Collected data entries

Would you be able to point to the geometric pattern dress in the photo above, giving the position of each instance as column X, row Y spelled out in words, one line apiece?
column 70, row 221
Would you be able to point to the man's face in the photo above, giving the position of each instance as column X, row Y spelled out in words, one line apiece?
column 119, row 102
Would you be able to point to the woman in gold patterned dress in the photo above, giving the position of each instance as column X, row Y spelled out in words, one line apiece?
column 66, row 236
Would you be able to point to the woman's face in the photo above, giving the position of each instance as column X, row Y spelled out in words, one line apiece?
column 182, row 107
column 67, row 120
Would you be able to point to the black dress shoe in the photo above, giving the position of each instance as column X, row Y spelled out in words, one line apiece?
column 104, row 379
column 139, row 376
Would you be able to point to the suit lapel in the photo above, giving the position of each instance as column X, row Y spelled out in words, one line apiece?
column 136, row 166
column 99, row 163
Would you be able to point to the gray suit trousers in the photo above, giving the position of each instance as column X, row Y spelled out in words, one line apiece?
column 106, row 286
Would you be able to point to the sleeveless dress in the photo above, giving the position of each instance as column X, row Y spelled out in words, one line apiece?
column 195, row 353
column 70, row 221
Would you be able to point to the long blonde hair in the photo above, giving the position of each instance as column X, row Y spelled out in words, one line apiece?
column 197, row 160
* * *
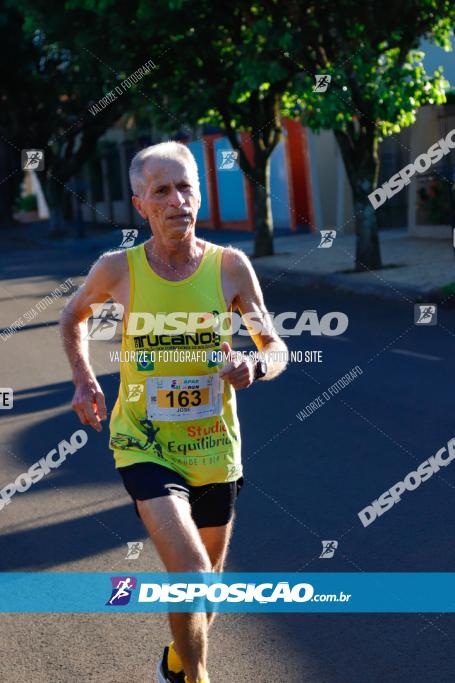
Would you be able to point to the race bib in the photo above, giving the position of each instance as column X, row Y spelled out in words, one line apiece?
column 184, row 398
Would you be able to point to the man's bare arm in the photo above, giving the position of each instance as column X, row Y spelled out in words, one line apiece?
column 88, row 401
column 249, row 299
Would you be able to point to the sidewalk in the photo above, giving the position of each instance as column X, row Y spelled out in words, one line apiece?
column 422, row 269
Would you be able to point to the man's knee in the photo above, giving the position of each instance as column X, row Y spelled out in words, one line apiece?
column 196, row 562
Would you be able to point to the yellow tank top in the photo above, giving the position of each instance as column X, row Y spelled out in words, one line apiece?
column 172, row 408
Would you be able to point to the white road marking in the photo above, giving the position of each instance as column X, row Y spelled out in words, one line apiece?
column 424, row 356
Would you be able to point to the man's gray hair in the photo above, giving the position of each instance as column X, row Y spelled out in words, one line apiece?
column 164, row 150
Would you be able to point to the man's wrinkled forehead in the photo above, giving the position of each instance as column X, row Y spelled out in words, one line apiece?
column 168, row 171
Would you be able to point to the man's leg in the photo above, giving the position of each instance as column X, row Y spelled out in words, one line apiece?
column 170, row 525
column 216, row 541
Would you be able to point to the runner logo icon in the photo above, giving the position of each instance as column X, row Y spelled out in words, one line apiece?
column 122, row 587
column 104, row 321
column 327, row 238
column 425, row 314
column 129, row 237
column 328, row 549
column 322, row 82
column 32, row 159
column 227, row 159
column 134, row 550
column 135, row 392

_The exercise_:
Reproduce the data above verbatim, from the line that contains "Would you be able to point to the runner" through the line that contains "column 135, row 392", with both of those lines included.

_Response_:
Would you be able to point to the runner logo icon in the photo above, giving the position of each instance as column X, row Y spelled out in words, one line apiece?
column 122, row 587
column 104, row 321
column 327, row 238
column 425, row 314
column 129, row 237
column 328, row 549
column 322, row 82
column 32, row 159
column 227, row 159
column 134, row 550
column 135, row 392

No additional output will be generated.